- **Your goal**
Repeat the entries verbatim.

———

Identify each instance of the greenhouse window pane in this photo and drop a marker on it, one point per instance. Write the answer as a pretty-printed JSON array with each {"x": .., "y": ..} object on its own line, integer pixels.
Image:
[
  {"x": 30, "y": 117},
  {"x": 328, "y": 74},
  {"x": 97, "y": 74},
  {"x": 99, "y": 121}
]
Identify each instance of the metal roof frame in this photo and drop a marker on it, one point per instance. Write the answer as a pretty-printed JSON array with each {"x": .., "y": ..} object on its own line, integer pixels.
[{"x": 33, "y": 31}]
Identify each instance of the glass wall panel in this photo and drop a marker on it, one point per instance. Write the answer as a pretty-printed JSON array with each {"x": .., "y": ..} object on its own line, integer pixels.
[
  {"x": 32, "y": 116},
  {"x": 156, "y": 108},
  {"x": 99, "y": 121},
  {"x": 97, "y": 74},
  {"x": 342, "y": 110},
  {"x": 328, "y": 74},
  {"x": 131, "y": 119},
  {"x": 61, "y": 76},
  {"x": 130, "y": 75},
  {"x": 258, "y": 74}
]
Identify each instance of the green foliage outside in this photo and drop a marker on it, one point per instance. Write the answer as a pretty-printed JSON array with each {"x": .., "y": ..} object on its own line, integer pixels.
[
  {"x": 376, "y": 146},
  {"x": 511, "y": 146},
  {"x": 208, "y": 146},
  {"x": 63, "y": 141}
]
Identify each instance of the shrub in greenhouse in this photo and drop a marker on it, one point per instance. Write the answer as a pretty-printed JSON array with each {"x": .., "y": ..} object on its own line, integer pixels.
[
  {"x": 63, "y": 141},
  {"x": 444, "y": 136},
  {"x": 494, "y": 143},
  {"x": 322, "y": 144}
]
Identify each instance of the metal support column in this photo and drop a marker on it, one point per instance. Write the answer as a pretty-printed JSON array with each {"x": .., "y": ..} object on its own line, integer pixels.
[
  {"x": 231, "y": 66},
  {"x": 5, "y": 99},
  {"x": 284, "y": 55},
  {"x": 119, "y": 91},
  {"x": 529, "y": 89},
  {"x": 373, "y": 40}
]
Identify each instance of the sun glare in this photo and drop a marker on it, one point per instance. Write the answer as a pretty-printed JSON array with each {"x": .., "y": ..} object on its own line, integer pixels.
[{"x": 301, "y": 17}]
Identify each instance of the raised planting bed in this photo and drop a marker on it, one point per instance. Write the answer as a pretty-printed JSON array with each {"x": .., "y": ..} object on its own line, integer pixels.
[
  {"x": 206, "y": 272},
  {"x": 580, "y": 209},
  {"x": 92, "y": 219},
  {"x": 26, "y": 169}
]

———

- **Answer box**
Identify each instance of the greenhouse window pane in this photo and drop a marker on it, one point per instance. Write the answer as a pretty-printed JSON array with each {"x": .., "y": ..} object on its own line, integer pixels.
Image:
[
  {"x": 30, "y": 117},
  {"x": 328, "y": 74},
  {"x": 97, "y": 74},
  {"x": 99, "y": 121}
]
Identify each instance of the metal roof frame in this photo and drop a marker on it, one point per instance. Write the answer as a pretty-printed JSON array with each {"x": .., "y": ..} object on its own line, integer pixels.
[{"x": 33, "y": 31}]
Identify each instance of the glass wall panel in this photo and drop a marker on it, one point per instance. Write the answer as a pretty-printed JSON array with each {"x": .., "y": ..} object on its own line, integer pixels.
[
  {"x": 32, "y": 116},
  {"x": 156, "y": 108},
  {"x": 99, "y": 121},
  {"x": 97, "y": 74},
  {"x": 342, "y": 110},
  {"x": 328, "y": 74},
  {"x": 131, "y": 119},
  {"x": 61, "y": 76},
  {"x": 130, "y": 75},
  {"x": 258, "y": 74}
]
Identify each instance of the green foliage outside in this photo and drop a marker on it, one point per instance. Write the answer as a pretty-printed JSON array with each {"x": .., "y": ..} object on its own line, integer pixels.
[
  {"x": 376, "y": 146},
  {"x": 511, "y": 146},
  {"x": 208, "y": 146},
  {"x": 63, "y": 141}
]
Identify each instance of the shrub in greenhouse in this photo and drop a marker on it, one point per instance. Write the answer as a pretty-printed JSON array with each {"x": .., "y": ..} object on its own line, integer pixels.
[
  {"x": 63, "y": 141},
  {"x": 444, "y": 136},
  {"x": 494, "y": 143},
  {"x": 322, "y": 144}
]
Identify each instance of the metal support column in this photo and drop a marker on it, one point per instance. Write the answer as a pretty-printed JSON array with each {"x": .., "y": ..} object on its own line, integer pixels.
[
  {"x": 231, "y": 66},
  {"x": 5, "y": 99},
  {"x": 284, "y": 55},
  {"x": 119, "y": 91},
  {"x": 529, "y": 89},
  {"x": 373, "y": 40}
]
Identify each instance of the sun glare in this photo and drop a marker on it, one point per instance. Write the answer as a pretty-printed JSON array with each {"x": .., "y": ..} object on its own line, integer pixels.
[{"x": 301, "y": 17}]
Identify each instance of the raised planting bed in this photo and drop a marker on it, one point per instance. Write the answer as a pretty-printed JSON array with each {"x": .., "y": ..} object on its own line, integer pixels.
[
  {"x": 206, "y": 272},
  {"x": 580, "y": 209},
  {"x": 92, "y": 219},
  {"x": 26, "y": 169}
]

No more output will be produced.